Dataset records
——————

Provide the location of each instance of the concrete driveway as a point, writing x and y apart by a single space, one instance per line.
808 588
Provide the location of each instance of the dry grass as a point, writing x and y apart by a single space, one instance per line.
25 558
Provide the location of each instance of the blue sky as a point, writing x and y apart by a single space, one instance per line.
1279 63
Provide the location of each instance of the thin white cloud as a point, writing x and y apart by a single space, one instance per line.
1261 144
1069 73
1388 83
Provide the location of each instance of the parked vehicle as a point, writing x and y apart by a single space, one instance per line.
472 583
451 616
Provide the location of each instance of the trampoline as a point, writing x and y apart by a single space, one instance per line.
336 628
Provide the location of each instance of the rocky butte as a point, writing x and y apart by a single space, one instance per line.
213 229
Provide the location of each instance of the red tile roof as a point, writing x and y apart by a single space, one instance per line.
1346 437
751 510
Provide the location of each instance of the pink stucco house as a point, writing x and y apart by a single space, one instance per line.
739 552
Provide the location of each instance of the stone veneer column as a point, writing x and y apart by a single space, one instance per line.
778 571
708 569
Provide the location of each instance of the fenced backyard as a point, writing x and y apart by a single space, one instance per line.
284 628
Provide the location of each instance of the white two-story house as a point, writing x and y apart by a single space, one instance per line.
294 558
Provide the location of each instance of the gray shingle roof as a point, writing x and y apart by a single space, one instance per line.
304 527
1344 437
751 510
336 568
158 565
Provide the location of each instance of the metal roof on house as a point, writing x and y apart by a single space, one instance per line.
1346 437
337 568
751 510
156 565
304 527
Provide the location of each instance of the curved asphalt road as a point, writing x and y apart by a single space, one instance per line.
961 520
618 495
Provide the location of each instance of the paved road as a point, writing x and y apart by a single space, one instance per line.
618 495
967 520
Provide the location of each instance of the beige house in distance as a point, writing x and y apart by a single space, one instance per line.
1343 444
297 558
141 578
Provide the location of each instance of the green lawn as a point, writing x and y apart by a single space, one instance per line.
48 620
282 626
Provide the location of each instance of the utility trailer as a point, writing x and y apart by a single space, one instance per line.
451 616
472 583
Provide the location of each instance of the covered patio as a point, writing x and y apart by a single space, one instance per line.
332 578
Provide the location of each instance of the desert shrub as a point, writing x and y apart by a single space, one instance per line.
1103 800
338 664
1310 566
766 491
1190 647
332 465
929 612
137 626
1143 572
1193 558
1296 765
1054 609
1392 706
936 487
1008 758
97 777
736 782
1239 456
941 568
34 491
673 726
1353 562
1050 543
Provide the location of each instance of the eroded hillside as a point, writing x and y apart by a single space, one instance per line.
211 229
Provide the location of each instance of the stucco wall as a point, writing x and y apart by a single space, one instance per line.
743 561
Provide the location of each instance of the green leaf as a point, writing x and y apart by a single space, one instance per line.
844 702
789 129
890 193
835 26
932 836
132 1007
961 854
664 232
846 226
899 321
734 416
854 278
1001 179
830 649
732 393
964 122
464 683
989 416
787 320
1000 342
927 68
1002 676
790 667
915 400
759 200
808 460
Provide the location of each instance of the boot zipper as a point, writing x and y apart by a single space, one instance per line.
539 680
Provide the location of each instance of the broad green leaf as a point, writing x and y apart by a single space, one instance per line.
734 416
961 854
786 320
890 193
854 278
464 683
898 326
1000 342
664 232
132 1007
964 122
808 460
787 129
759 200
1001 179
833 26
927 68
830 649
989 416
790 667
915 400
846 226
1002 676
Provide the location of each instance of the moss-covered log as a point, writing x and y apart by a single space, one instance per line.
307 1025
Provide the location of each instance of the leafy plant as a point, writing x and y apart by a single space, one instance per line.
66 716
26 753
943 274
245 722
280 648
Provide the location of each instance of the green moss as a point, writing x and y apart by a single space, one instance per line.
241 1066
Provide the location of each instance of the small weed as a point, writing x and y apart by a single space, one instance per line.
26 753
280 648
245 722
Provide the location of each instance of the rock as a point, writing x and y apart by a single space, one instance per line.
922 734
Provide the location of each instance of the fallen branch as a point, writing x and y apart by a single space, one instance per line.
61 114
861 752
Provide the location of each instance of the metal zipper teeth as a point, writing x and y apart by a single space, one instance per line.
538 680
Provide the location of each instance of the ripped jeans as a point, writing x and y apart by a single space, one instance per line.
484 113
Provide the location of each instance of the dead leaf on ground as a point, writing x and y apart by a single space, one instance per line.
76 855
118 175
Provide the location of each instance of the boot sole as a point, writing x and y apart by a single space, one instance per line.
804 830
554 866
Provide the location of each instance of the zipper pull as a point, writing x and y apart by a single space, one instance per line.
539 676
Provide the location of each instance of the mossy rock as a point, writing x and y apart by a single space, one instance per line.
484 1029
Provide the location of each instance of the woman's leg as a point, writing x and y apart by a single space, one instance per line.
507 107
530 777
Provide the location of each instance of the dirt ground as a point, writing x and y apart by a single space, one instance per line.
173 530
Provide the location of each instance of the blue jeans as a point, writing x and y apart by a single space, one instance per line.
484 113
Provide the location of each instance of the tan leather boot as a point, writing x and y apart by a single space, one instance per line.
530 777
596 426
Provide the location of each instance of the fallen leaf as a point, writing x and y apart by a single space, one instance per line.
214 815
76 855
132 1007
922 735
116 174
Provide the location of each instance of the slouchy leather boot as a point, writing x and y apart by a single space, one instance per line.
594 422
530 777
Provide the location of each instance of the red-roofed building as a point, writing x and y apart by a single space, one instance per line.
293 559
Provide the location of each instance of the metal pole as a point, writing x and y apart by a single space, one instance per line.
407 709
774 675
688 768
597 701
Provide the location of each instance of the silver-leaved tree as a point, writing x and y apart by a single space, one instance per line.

——————

Task
Reproduce the whole listing word for word.

Right answer
Provide the location of each instance of the concrete driveway as a point, writing x and y apart by a single space, one instance per line.
808 588
Provide the location of each instance of the dry grass as a point, writing x and y apart by a single space, one instance per line.
25 558
Provide the location of each instance of the blue sky as a point, writing x and y apart by a single space, one instance per line.
1279 63
Provide the location of each instance of the thin white cloud as a point, writing x and y apart by a single space, one instance per line.
1261 144
1069 73
1388 83
Provide the location of each instance of the parked vehicle as a point, writing x and y apart by a single space, one instance per line.
472 583
451 616
Provide the location of each instance of the trampoline as a point, writing x and y apart by a single space, one instance per line.
336 628
Provide the location of each instance of the rocky butte as a point, writing x and y apart by a single space, one instance per line.
213 229
Provide the location of each instance of the red tile roof as a point, writing x and y apart by a single space, one instance per line.
1346 437
751 510
Provide the location of each instance of the pink stucco house as a point, writing x and y apart by a single space, one instance per line.
739 552
Provide the location of each instance of the stone veneer column as a point, writing x and y apart by a single space, one instance per line.
778 571
708 569
Provide the location of each instance of the fenced backyard as a point, writing x and y apart by a single space, one instance per line.
284 628
Provide the location of each instance of the white two-story house as a point, writing x and y apart by a single space, one instance per line.
294 558
Provide the location of each instance of the gray shingle roof as a point, writing x and y apart by a single space, one instance per line.
304 527
1344 437
751 510
336 568
158 565
Provide the location of each instance of the metal roof on house as a point, writing x and y apart by a single space, one instance per line.
1346 437
337 568
751 510
156 565
304 527
Provide the location of each instance of the curved asphalt road as a point, writing x and y apart by a single space, one instance per line.
961 520
618 495
Provide the location of each instance of the paved road as a point, writing x and y apart by a single space, one instance per line.
618 495
967 520
Provide the location of each instance of the beige house in distance as a point, writing x and y apart by a single space, one instance per line.
1343 444
297 558
141 578
Provide the location of each instance of the green lawn as a point, writing x and y apart by a single space, one instance per line.
48 620
282 626
Provide the location of each instance of the utility trailer as a point, writing x and y apart by a single space, one instance per line.
451 616
472 583
Provide the location of each instance of the covered patio as a point, writing x and y apart by a single space, one instance per line.
332 578
Provide the location of each instance of the desert shrub as a point, writing x and y apart by a single space, one instance per line.
1103 800
338 664
1310 566
766 491
1190 647
332 465
929 612
137 626
1143 572
1193 558
1296 765
1054 609
1392 706
936 487
1008 758
97 777
736 782
1239 456
941 568
34 491
673 726
1353 562
1050 543
Provide the location of each instance of the eroded hillside as a point, writing x and y apart by a single space, one instance per line.
211 229
Provide the location of each instance of the stucco wall as a point, writing x and y apart by a single space, one instance per line.
743 561
Provide the location of each instance of the green leaf as a point, writing x and y apart by a single space, one instance per line.
844 702
789 129
890 193
835 26
932 836
132 1007
961 854
664 232
846 226
899 321
734 416
854 278
1001 179
830 649
732 393
964 122
464 683
989 416
787 320
1000 342
927 68
1002 676
790 667
915 400
759 200
808 460
Provide the location of each instance of the boot zipper as a point, writing x and y apart by a single space, one instance per line.
539 680
Provide the location of each instance of the broad green leaf as a point, writing x and y apart by a single space, one instance per line.
734 416
961 854
786 320
890 193
854 278
464 683
898 326
1000 342
664 232
132 1007
964 122
808 460
787 129
759 200
1001 179
833 26
927 68
830 649
989 416
790 667
915 400
846 226
1002 676
Provide the location of each instance of the moss-covered log as a point, writing x and y apart by a single space, one instance per line.
307 1025
Provide the location of each instance of the leafy plant as a point, writing x and y apart by a single space, one instance per line.
66 716
26 753
943 274
245 722
280 648
Provide the location of each instance of the green moss as a point, writing x and y apart by a single space, one instance per line.
241 1066
Provide the location of each instance of the small weed as a point, writing x and y apart by a single space, one instance per line.
26 753
280 648
245 722
Provide the location of each instance of the rock as a point, writing x and y apart by a single space, one instance per line.
922 734
Provide the location of each instance of the fallen branch as a point, writing x and y apart by a single space, one instance per line.
61 114
861 752
Provide the location of each instance of the metal zipper teeth as a point, writing x and y apart by a single space, one instance per line.
538 680
Provide the location of each instance of the ripped jeans as a point, writing x and y apart by a single space, one instance per line.
484 113
Provide the location of each instance of the dead leaf on ground as a point, writing x and y apart by a single space, one instance per line.
76 855
118 175
Provide the location of each instance of the boot sole as a point, writing x and y apart by a single space, one instance per line.
804 830
554 866
Provide the location of each instance of the zipper pull as a point, writing x and y apart by a single space, one instance per line.
539 676
Provide the location of each instance of the mossy rock as a point, writing x and y apart by a single space, one instance per line.
484 1029
Provide the location of each instance of the woman's leg as a point, writing x and y apart by a single space, one instance per line.
507 107
530 777
Provide the location of each instance of the dirt ground as a point, writing x and y apart by a single space, one instance per line.
173 530
Provide the location of each instance of the blue jeans as a point, writing x and y apart by a single space, one instance per line.
484 113
Provide the location of each instance of the tan leather boot as a point, writing x and y apart by a single space, one instance per line.
530 777
596 426
Provide the location of each instance of the fallen leaf as a point, writing x and y apart by a single space, one instance per line.
214 815
76 855
132 1007
922 735
116 174
Provide the location of each instance of the slouchy leather boot as a point, writing x and y apart by a single space, one instance per line.
594 422
530 777
Provide the location of each instance of the red-roofed building as a point, writing x and y apart by a single space, one instance per line.
293 559
Provide the location of each instance of the metal pole as a point, writing x and y apart by a single space, one instance per line.
407 709
774 675
688 768
597 701
Provide the location of each instance of the silver-leaved tree as a point, writing x and y apart by a single space, one instance per line.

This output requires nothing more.